• _TASK REQUIREMENTS_
Include no pictures. Output exactly the lines from the one that contains "TARGET = black glove" through the final line of the entries.

━━ AVAILABLE DATA

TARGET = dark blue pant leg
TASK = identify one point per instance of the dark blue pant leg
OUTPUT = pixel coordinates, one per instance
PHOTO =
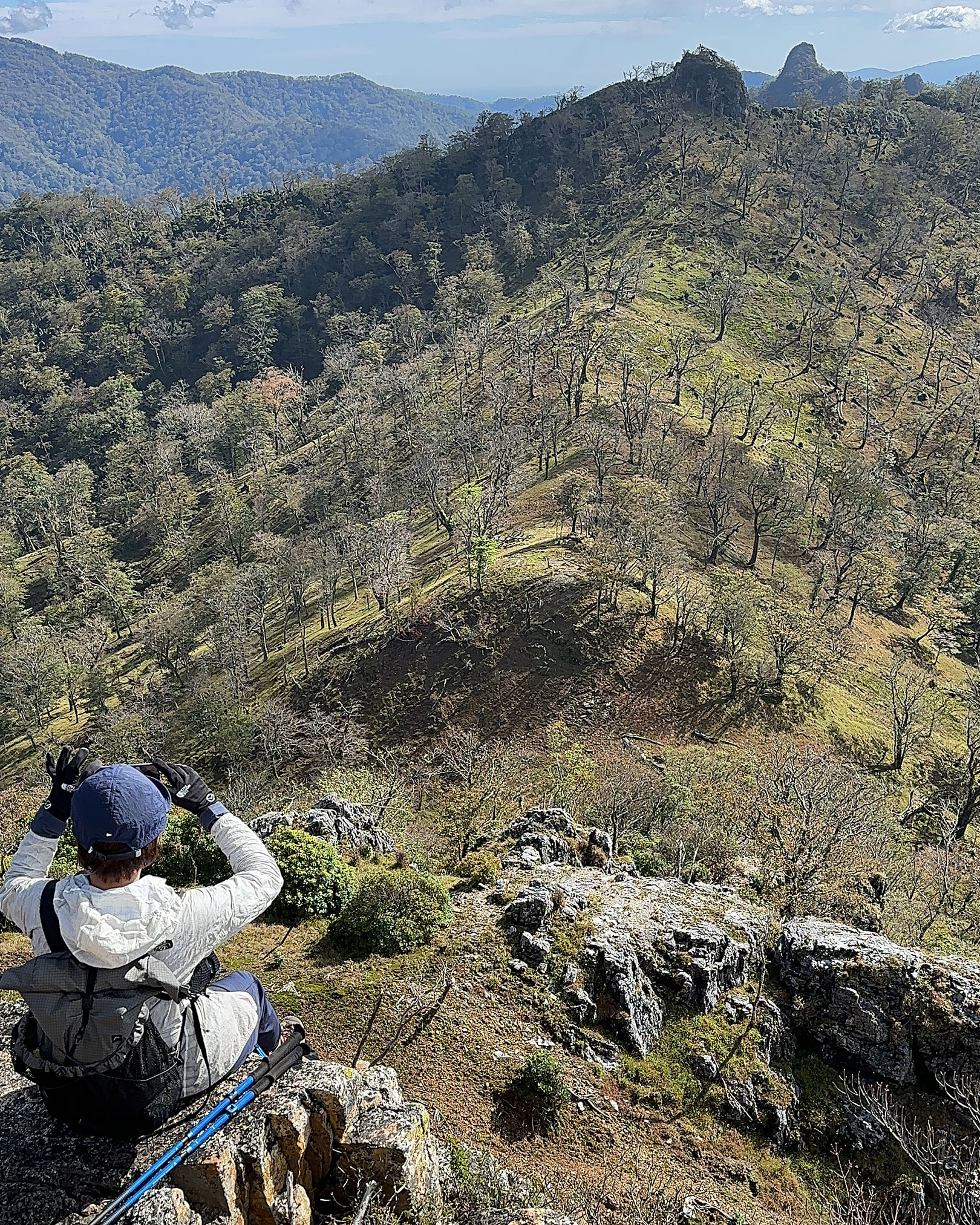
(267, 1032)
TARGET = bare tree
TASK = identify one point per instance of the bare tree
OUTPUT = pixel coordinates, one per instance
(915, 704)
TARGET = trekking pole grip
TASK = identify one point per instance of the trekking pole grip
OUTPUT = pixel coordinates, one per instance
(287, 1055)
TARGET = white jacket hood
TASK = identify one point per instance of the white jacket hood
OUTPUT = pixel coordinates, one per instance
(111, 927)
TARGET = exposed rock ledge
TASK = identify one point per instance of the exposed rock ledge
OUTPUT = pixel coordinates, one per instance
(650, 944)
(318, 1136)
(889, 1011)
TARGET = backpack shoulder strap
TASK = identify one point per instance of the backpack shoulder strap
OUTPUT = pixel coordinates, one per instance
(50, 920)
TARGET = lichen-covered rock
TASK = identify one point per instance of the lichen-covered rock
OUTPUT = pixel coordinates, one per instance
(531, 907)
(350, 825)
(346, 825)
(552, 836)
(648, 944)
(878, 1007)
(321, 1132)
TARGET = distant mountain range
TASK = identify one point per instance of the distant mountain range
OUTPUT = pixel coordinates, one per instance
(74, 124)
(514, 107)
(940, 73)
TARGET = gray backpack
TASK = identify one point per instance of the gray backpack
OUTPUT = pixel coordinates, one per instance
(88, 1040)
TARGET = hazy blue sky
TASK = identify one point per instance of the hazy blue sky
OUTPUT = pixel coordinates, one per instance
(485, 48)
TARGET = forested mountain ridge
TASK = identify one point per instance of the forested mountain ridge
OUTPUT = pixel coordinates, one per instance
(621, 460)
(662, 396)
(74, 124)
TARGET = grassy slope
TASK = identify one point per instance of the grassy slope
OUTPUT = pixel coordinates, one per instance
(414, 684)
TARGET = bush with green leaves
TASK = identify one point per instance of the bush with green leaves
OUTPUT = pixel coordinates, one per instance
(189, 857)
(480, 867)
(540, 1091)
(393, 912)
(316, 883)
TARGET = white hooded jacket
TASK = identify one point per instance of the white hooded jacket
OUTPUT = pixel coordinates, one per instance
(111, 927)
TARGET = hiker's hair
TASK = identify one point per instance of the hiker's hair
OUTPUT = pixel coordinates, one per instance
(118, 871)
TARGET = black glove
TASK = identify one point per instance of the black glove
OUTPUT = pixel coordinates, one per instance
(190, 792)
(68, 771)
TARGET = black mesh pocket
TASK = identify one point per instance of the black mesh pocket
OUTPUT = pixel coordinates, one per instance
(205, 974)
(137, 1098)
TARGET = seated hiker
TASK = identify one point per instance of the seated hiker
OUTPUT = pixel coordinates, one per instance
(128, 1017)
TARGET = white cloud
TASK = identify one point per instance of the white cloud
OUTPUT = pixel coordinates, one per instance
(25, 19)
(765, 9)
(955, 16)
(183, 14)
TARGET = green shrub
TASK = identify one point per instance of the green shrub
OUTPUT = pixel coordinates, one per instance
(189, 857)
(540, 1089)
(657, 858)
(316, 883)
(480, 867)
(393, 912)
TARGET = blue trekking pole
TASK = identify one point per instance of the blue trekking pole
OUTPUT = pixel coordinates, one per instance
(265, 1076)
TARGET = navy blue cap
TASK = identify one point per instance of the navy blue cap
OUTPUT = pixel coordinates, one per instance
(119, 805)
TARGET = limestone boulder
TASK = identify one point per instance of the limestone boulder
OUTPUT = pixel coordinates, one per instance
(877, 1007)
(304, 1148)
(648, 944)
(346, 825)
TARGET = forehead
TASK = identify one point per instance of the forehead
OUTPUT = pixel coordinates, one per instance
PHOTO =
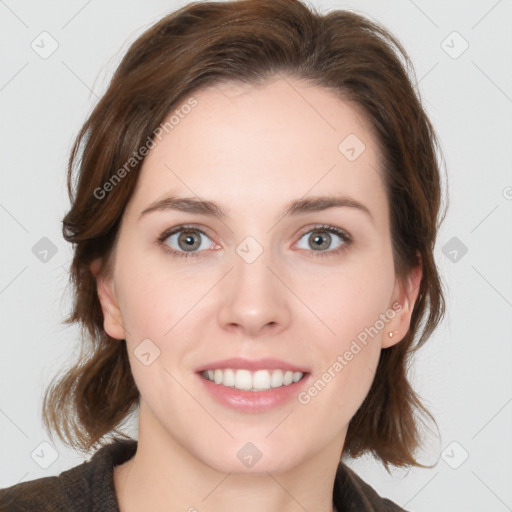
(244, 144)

━━━━

• _RESULT OF THIS EXERCISE_
TARGET = black glove
TASK = identify one point per instance of the black glove
OUTPUT = pixel coordinates, one per instance
(190, 792)
(68, 771)
TARGET = black mesh pocket
TASK = identify one point per instance of the black mesh pocket
OUTPUT = pixel coordinates, one per instance
(205, 974)
(137, 1098)
TARGET = seated hiker
TASK = identify one point per instance of the seated hiker
OUTPUT = pixel coordinates, one per instance
(128, 1017)
TARGET = white cloud
TASK = identify one point per instance of the white cloud
OUTPUT = pixel coordinates, one per instance
(25, 19)
(765, 9)
(955, 16)
(183, 14)
TARGET = green shrub
TASK = identify one point per instance of the green shrub
OUTPUT = pixel coordinates, one per instance
(189, 857)
(540, 1089)
(657, 858)
(316, 883)
(480, 867)
(393, 912)
TARGET = blue trekking pole
TASK = identify one point per instance of the blue trekking pole
OUTPUT = pixel coordinates, one per instance
(265, 1076)
TARGET = navy blue cap
TASK = identify one point per instance of the navy blue cap
OUTPUT = pixel coordinates, one per instance
(119, 805)
TARGET = limestone boulder
TASK = identify one point per instance of the limestone boulder
OUTPUT = pixel coordinates, one per instance
(877, 1007)
(304, 1148)
(648, 944)
(346, 825)
TARGET = forehead
TASK = identify one point per instance of the forehead
OUTPUT = pixel coordinates, one per instance
PHOTO =
(244, 144)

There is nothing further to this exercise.